▶ [Work instructions]
Take each line below that has "overlapped" and copy it.

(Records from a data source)
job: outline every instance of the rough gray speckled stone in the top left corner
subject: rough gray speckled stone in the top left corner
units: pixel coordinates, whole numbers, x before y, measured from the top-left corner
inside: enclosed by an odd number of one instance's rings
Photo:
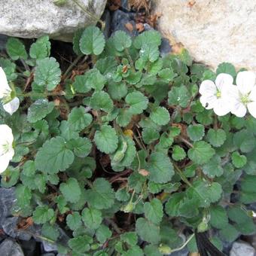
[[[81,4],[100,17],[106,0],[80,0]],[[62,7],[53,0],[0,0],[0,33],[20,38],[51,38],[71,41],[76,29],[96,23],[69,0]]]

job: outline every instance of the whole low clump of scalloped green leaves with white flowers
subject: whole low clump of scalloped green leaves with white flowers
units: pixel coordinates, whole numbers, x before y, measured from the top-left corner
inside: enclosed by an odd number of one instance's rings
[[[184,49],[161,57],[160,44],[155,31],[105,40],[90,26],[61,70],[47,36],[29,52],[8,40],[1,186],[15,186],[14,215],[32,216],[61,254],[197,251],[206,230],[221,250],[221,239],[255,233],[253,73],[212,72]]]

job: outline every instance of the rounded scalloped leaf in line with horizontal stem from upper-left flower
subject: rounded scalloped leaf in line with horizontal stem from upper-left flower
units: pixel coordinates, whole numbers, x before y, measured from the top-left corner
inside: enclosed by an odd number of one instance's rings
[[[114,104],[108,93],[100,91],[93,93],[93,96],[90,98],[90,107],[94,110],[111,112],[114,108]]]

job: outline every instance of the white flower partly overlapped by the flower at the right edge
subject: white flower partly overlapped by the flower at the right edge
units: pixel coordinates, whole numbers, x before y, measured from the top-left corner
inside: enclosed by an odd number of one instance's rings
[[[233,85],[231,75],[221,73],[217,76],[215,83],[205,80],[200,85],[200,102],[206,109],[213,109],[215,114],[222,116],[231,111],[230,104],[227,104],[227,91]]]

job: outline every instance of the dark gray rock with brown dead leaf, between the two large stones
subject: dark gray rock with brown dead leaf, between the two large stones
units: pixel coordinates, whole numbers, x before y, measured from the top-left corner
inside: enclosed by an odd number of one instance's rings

▶ [Solution for this exercise]
job: outline every instance of the white flower partly overlapped by the flower at the right edge
subject: white flower partly overlapped by the flower at the right edge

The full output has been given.